* begin EXTRACTED RECORDS *
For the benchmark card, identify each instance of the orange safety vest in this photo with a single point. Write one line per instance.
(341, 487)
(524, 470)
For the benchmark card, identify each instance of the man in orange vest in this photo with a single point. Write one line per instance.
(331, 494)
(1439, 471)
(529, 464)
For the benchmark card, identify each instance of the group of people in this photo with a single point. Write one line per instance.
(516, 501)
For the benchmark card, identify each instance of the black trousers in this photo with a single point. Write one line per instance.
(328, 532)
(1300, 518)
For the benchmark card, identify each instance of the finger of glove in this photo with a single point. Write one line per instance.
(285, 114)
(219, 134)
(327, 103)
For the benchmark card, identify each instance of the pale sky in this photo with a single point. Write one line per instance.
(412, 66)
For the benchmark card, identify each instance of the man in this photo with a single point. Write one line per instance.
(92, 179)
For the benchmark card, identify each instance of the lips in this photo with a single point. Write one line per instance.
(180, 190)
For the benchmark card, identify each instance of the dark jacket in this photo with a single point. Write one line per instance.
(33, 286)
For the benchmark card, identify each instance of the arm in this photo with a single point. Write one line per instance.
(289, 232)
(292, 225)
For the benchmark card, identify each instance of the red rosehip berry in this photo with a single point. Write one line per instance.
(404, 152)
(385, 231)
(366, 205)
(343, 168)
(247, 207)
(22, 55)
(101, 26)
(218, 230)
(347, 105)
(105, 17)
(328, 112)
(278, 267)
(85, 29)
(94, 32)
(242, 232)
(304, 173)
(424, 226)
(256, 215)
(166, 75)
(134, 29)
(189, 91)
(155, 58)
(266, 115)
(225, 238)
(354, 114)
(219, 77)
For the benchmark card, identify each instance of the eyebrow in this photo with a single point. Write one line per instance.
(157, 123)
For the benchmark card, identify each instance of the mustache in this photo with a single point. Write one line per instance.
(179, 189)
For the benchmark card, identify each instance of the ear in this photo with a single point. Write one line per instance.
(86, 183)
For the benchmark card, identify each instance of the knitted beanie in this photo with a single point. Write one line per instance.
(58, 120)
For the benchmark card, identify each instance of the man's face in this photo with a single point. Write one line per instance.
* end EXTRACTED RECORDS *
• **SET EXERCISE**
Duplicate all of the data above line for line, without changing a single character.

• **ANSWER TO THE TASK**
For the benchmark card, identify each instance of the orange safety vest in this photo with a single point. Write one line per instance.
(341, 487)
(524, 470)
For the benchmark card, identify each instance of the man in orange vest in this photo with a single point. Write one line per instance.
(331, 494)
(1439, 471)
(529, 464)
For the benchmark card, identify each instance of the group of people in this photo with a single point. Write one line per instance.
(516, 501)
For the benchmark card, identify each instance of the black trousers in this photo with a single point. Write one line per instance.
(328, 532)
(1300, 518)
For the benchmark card, identify each instance of the finger of glove in this photo with a single point. Write one line per instance.
(285, 114)
(219, 134)
(327, 103)
For the benchmark card, identify each instance of the pale sky in this photo with a single point. Write one line per instance.
(412, 66)
For the benchmark card, identify each instance of the man in this photo with a single point. Write one line per instance.
(92, 179)
For the benchmark card, identify each instance of the lips in this photo with a single point. Write one line per instance.
(180, 190)
For the benchmark card, identify each instance of the dark jacket in this photo with a single point. Write one line per instance.
(33, 286)
For the benchmark card, identify each instance of the arm in this photo with a single point. Write one line per instance.
(289, 232)
(292, 225)
For the benchmark card, identify each instance of the red rosehip berry in this photo with a single point. Write one line per instance.
(404, 152)
(385, 231)
(366, 205)
(343, 168)
(247, 207)
(22, 55)
(101, 26)
(218, 230)
(347, 105)
(105, 17)
(328, 112)
(278, 267)
(85, 29)
(94, 32)
(242, 232)
(304, 173)
(424, 226)
(256, 215)
(166, 75)
(134, 29)
(189, 91)
(155, 58)
(266, 115)
(225, 238)
(354, 114)
(219, 77)
For the benchmark card, identify each instance of the eyebrow in this photo with a single point. Write one line per instance.
(157, 123)
For the benchmark card, identify each instance of the mustache in this photo with a single point. Write one line per instance.
(179, 189)
For the benchmark card, identify each instance of the ear in this photo with a single point. Write one line per instance.
(86, 183)
For the benchmark card, identify each instance of the knitted beanie in this photo with a single point. Write one line per instance.
(58, 120)
For the benchmark card, identify each instance of the man's face in this photo with a single point. Write one line per instance.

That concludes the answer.